# DOCUMENT TEXT
§ §
I understood I had to implement a class from HTMLModels
So I created this class :
package tagsoupExt;
public class MiniSchema extends Schema implements  HTMLModels{
    public MiniSchema() {
        // Start of Schema calls
        setURI("");
        setPrefix("");

        /**elementType is from Shema : Add or replace an element type for this schema.
         @param name Name (Qname) of the element
         @param model Models of the element's content as a vector of bits
         @param memberOf Models the element is a member of as a vector of bits
         @param flags Flags for the element **/
        elementType("<pcdata>", M_EMPTY, M_PCDATA, 0);
        elementType("<root>", M_ROOT, M_EMPTY, 0);
        elementType("fulltext-document",  M_HTML, M_ROOT, 0);
        elementType("bibliographic-data",  M_PCDATA | M_INLINE | M_BLOCK, M_HTML | M_BODY,0);
        elementType("publication-reference", M_PCDATA | M_INLINE | M_BLOCK, M_INLINE | M_NOLINK,0);
        elementType("document-id",  M_PCDATA | M_INLINE | M_BLOCK, M_INLINE | M_NOLINK,0);
        elementType("country",  M_PCDATA | M_INLINE | M_BLOCK, M_INLINE | M_NOLINK,0);
        elementType("doc-number",  M_PCDATA | M_INLINE | M_BLOCK, M_INLINE | M_NOLINK,0);
        elementType("kind",  M_PCDATA | M_INLINE | M_BLOCK, M_INLINE | M_NOLINK,0);
        elementType("date",  M_PCDATA | M_INLINE | M_BLOCK, M_INLINE | M_NOLINK,0);

        elementType("application-reference", M_PCDATA | M_INLINE | M_BLOCK, M_INLINE | M_NOLINK,0);
        elementType("description", M_PCDATA | M_INLINE | M_BLOCK, M_HTML | M_BODY, 0);

        elementType("P", M_PCDATA | M_INLINE | M_BLOCK, M_INLINE | M_NOLINK, 0);

        /** parent is from Schema :  Specify natural parent of an element in this schema.
         @param name Name of the child element
         @param parentName Name of the parent element
         **/
        //parent("<pcdata>", "<root>"); //parent name was "spin"
        //parent("fulltext-document", "<root>");//parent name was "spin"
§ §
# EXERCISE
Reproduce the stretch of the MiniSchema post from "I understood I" through "for this schema.".
§ §
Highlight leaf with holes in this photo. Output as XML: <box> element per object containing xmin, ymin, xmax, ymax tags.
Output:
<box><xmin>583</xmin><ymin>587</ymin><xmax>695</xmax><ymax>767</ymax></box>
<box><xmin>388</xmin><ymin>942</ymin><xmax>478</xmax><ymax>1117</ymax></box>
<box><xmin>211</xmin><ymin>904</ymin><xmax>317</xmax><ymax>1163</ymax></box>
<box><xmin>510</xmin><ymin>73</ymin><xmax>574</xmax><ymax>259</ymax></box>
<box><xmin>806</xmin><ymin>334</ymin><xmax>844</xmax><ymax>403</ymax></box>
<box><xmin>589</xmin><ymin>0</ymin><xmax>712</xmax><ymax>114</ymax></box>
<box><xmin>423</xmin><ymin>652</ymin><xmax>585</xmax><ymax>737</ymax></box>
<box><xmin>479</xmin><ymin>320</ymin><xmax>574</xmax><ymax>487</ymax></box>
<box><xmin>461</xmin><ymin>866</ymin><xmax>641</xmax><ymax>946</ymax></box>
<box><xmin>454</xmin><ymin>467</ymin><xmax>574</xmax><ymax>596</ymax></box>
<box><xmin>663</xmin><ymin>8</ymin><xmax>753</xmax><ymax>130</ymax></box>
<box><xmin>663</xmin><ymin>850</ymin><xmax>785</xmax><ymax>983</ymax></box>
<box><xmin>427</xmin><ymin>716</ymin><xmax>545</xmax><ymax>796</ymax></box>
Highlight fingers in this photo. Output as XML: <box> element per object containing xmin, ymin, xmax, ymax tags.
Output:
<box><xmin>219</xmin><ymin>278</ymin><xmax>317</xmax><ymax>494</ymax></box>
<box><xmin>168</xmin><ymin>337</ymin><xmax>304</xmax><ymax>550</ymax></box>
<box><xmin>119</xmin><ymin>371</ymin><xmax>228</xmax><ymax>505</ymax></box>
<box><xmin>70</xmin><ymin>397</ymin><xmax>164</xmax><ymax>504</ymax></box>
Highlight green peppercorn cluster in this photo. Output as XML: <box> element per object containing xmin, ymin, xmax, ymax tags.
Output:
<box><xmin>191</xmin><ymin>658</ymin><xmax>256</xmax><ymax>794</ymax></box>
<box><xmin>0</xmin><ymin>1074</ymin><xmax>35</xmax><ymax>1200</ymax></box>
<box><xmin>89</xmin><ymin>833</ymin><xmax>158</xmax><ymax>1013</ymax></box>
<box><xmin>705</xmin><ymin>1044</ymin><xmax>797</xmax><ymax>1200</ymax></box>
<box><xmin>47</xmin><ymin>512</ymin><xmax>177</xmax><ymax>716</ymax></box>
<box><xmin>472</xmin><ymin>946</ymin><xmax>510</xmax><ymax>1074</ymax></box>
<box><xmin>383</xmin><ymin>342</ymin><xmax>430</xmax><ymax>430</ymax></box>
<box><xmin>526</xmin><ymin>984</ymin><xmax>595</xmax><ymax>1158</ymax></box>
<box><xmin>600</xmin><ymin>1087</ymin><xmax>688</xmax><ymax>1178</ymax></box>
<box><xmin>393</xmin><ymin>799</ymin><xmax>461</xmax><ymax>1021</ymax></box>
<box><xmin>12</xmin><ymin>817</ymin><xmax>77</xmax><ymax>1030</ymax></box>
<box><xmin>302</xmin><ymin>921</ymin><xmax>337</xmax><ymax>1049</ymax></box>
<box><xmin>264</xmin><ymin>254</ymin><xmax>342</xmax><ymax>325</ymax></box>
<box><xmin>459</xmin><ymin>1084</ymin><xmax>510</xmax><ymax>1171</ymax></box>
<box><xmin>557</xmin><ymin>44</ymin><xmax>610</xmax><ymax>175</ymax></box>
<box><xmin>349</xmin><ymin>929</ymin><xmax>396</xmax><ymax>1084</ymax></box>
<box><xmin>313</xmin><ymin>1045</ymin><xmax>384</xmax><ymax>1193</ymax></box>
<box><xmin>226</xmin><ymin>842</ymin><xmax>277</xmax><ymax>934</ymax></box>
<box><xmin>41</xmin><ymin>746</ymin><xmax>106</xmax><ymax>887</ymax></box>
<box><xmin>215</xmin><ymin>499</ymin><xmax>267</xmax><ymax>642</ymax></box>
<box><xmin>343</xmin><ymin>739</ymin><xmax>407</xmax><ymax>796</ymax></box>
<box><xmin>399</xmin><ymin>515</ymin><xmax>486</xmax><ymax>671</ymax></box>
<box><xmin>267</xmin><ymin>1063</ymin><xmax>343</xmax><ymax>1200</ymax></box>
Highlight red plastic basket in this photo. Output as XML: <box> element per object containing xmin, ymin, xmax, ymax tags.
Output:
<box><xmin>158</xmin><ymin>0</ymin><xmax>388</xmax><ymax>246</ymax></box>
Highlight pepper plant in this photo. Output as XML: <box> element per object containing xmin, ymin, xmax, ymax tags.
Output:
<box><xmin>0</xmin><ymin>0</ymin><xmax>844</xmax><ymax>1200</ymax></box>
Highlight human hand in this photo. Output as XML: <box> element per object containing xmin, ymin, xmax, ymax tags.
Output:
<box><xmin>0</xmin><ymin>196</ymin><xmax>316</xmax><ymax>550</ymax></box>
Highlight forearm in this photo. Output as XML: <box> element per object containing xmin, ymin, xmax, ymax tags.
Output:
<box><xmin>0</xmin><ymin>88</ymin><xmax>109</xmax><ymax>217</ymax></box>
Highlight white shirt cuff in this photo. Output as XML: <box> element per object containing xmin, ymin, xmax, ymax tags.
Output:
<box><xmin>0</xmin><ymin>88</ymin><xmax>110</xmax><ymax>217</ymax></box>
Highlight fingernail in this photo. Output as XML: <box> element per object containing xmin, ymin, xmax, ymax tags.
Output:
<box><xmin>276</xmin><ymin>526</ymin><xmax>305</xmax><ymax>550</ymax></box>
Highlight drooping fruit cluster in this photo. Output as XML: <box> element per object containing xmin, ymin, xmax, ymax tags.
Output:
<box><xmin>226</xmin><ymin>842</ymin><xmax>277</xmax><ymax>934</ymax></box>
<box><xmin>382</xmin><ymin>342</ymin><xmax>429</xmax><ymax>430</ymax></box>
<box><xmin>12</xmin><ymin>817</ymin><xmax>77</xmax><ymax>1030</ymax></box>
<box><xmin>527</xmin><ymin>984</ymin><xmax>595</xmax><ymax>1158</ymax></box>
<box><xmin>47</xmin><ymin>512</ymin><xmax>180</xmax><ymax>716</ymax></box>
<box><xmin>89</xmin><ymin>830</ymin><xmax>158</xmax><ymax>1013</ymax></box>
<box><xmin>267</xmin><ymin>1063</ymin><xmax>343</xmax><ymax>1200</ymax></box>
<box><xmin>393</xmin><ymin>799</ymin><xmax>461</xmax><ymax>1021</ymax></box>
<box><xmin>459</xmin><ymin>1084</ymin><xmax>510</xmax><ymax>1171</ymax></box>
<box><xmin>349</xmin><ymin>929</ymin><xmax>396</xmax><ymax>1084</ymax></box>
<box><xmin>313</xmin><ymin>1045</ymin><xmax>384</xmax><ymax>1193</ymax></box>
§ §
# EXPECTED OUTPUT
I understood I had to implement a class from HTMLModels
So I created this class :
package tagsoupExt;
public class MiniSchema extends Schema implements  HTMLModels{
    public MiniSchema() {
        // Start of Schema calls
        setURI("");
        setPrefix("");

        /**elementType is from Shema : Add or replace an element type for this schema.